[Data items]
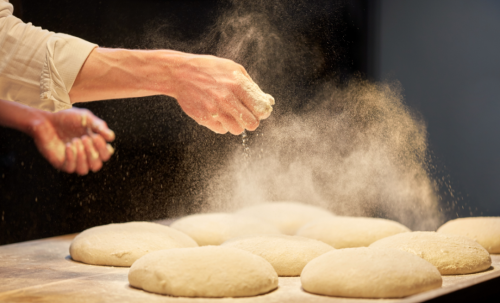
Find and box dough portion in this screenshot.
[437,217,500,254]
[69,222,198,266]
[128,246,278,297]
[370,231,491,275]
[170,213,280,246]
[236,202,333,235]
[297,216,410,249]
[300,247,442,298]
[222,235,334,276]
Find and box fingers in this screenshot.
[62,143,77,174]
[81,136,102,172]
[71,138,89,176]
[200,119,227,135]
[61,135,114,176]
[92,134,114,162]
[87,112,115,142]
[215,112,245,135]
[232,71,275,120]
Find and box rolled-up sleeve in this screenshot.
[0,0,97,112]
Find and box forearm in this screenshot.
[0,99,46,136]
[69,48,182,103]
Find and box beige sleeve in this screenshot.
[0,0,97,112]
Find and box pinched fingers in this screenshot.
[229,71,275,120]
[199,114,227,135]
[81,136,102,172]
[214,112,245,135]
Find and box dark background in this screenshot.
[0,0,369,244]
[369,0,500,216]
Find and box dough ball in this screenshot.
[69,222,198,266]
[236,202,333,235]
[297,217,410,249]
[370,232,491,275]
[128,246,278,297]
[300,247,442,298]
[438,217,500,254]
[222,235,333,276]
[170,213,280,246]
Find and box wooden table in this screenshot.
[0,235,500,303]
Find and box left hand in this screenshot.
[31,108,115,175]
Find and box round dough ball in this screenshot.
[69,222,198,266]
[170,213,280,246]
[300,247,442,298]
[370,231,491,275]
[222,235,334,276]
[297,217,410,249]
[437,217,500,254]
[236,202,333,235]
[128,246,278,297]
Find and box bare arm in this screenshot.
[0,100,115,175]
[69,48,274,134]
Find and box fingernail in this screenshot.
[92,122,103,132]
[108,129,116,140]
[90,147,99,160]
[66,142,76,157]
[106,144,115,154]
[82,115,87,127]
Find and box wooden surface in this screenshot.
[0,235,500,303]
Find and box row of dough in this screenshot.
[70,203,500,297]
[171,202,500,253]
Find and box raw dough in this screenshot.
[69,222,198,266]
[222,235,334,276]
[170,213,280,246]
[233,71,274,119]
[438,217,500,254]
[370,231,491,275]
[128,246,278,297]
[297,217,410,248]
[236,202,333,235]
[300,247,442,298]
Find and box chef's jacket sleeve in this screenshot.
[0,0,97,112]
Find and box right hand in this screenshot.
[168,52,274,135]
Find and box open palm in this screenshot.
[32,108,115,175]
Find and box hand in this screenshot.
[69,48,274,135]
[30,108,115,175]
[169,53,274,135]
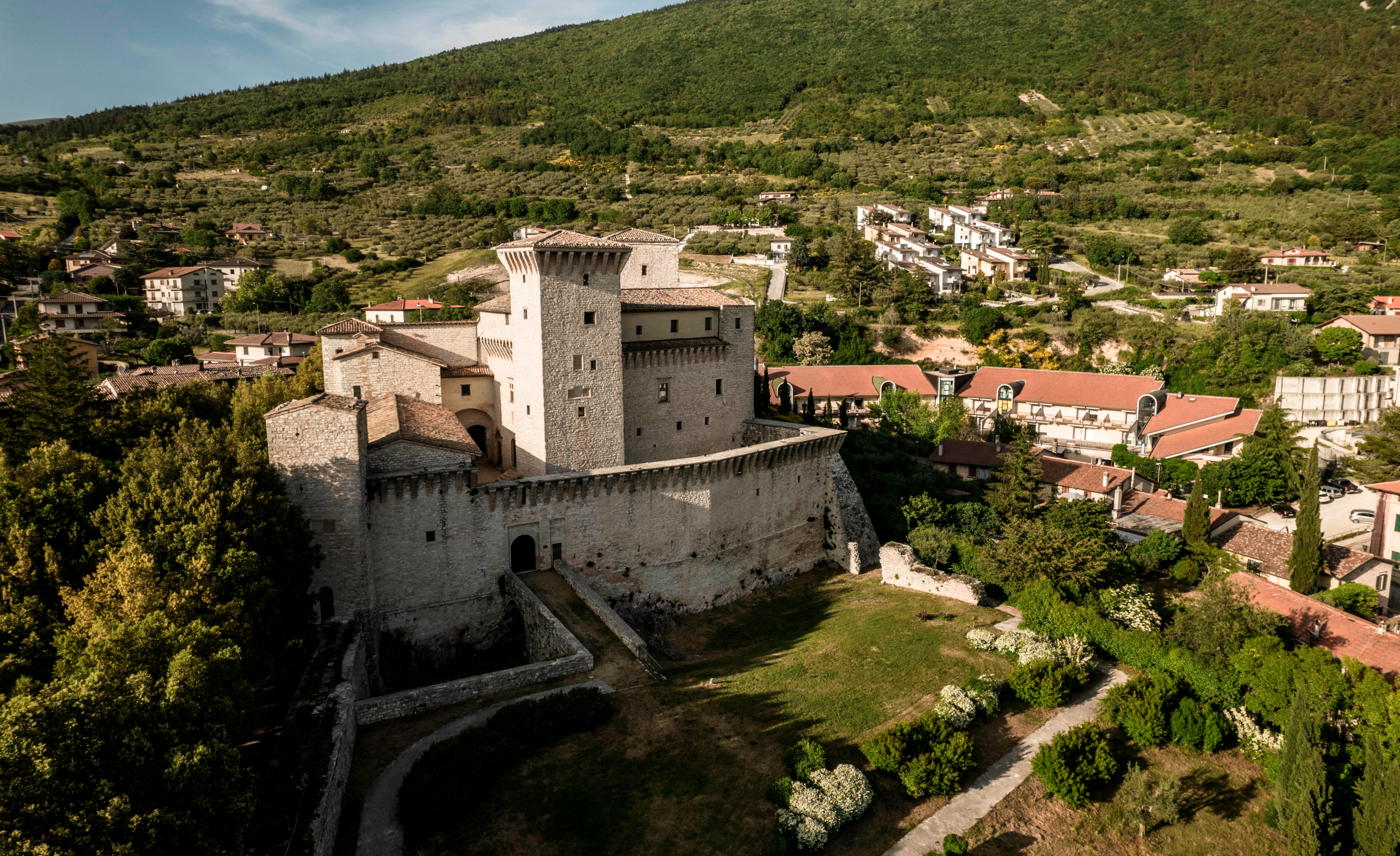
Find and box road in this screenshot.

Requirements —
Collect every line of the data items above that contains the string "fingers". Case counts.

Reply to the task —
Find and box fingers in this screenshot.
Find and box pinched fingers in this screenshot.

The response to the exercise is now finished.